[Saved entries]

[Start of section]

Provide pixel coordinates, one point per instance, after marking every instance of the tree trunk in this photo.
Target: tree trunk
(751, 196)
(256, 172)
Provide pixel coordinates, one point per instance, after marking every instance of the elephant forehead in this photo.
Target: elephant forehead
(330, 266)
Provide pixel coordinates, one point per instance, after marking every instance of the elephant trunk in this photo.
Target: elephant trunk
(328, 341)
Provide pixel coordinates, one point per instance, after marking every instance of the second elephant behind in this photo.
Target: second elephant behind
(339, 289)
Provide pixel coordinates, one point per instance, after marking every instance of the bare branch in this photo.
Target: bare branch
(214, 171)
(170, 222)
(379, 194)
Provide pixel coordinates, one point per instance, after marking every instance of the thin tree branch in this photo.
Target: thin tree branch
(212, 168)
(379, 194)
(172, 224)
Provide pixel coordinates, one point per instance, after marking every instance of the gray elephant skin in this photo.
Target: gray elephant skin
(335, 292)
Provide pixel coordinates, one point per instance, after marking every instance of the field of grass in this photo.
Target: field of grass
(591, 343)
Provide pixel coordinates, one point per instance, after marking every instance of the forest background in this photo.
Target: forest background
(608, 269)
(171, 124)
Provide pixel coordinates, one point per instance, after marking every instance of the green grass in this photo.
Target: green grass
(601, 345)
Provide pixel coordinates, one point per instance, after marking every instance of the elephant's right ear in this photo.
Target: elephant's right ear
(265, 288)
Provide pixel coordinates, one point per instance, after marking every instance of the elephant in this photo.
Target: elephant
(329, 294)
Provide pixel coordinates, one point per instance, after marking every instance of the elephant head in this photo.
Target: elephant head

[End of section]

• [What you should do]
Return the records above verbatim, in their entirety.

• [Exercise answer]
Provide pixel coordinates, one point per instance, after marking every instance of the tree trunk in this photo.
Target: tree trunk
(751, 196)
(256, 172)
Provide pixel coordinates, one point per instance, after marking every instance of the elephant forehead in this photo.
Target: elephant forehead
(330, 266)
Provide pixel coordinates, one point per instance, after marking every instance of the elephant trunk in this photo.
Target: elephant trunk
(328, 341)
Provide pixel coordinates, one point per instance, after marking every instance of the second elephant behind in this photo.
Target: second elephant behind
(339, 289)
Provide pixel coordinates, one point per instance, after marking every instance of the bare branch in this photo.
Target: bare branch
(214, 171)
(170, 222)
(379, 194)
Provide pixel coordinates, one point per instance, after marking every instance of the thin tree branch in this photo.
Target: thin tree branch
(212, 168)
(379, 194)
(172, 224)
Provide pixel coordinates, one point per instance, after marking every instance of the gray elephant skin in this photo.
Target: gray elephant skin
(335, 292)
Provide pixel coordinates, one point per instance, after marking every instance of the field of grass in this photo.
Target: field of grass
(591, 343)
Provide pixel coordinates, one point per instance, after marking every instance of the forest background in this photo.
Target: forest background
(608, 269)
(171, 124)
Provide pixel coordinates, one point per instance, after marking every instance of the green grass in this photo.
Target: green grass
(601, 345)
Provide pixel coordinates, one point per instance, after marking every instance of the elephant's right ear in this photo.
Target: elephant's right ear
(265, 288)
Provide pixel coordinates, one point per instance, after marking every instance of the elephant in this photo.
Target: elephant
(329, 294)
Provide pixel coordinates, one point per instance, after marking every instance of the elephant head in this photo.
Target: elephant head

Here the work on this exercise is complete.